Information.
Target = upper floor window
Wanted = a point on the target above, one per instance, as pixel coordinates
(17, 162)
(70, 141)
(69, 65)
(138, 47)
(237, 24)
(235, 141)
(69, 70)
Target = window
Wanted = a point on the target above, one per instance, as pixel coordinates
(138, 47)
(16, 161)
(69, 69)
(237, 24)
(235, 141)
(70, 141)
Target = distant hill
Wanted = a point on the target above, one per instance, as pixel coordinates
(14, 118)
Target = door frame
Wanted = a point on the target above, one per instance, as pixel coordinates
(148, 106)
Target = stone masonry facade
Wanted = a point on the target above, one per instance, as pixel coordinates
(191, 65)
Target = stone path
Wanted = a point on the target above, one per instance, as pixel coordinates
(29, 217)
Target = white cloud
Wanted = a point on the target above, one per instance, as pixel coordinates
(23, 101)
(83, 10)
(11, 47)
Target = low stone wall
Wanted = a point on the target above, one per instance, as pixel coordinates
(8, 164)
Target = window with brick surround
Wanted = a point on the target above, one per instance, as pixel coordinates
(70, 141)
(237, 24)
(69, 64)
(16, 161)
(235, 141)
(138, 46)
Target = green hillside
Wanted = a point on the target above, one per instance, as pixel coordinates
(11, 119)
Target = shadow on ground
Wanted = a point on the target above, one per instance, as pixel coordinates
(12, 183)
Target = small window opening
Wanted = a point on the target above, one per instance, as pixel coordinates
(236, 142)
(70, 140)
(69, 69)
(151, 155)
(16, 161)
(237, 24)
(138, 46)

---

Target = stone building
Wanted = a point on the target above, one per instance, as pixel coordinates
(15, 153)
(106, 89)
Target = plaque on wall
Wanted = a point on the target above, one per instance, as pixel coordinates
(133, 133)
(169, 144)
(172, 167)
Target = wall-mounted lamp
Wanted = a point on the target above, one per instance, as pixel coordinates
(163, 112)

Exercise directions. Your task is to restate, word for word, only those lines above that fall between the line holding "Target = distant hill" and the line holding "Target = window with brick surround", inclusive.

Solved problem.
Target = distant hill
Wanted = a point on the target above, one per instance, as pixel coordinates
(14, 118)
Target = door frame
Wanted = a point on the target above, one per instance, as pixel coordinates
(148, 106)
Target = stone masonry facade
Wanted = a point on the target above, one per instance, as pixel coordinates
(191, 65)
Target = stone path
Wanted = a point on the target above, one per instance, as pixel coordinates
(29, 217)
Target = white cloud
Wanted = a point on the target above, one per instance, as pixel coordinates
(23, 101)
(83, 10)
(11, 47)
Target = low stone wall
Wanted = a point on the target above, one per instance, as pixel coordinates
(8, 164)
Target = window with brick surround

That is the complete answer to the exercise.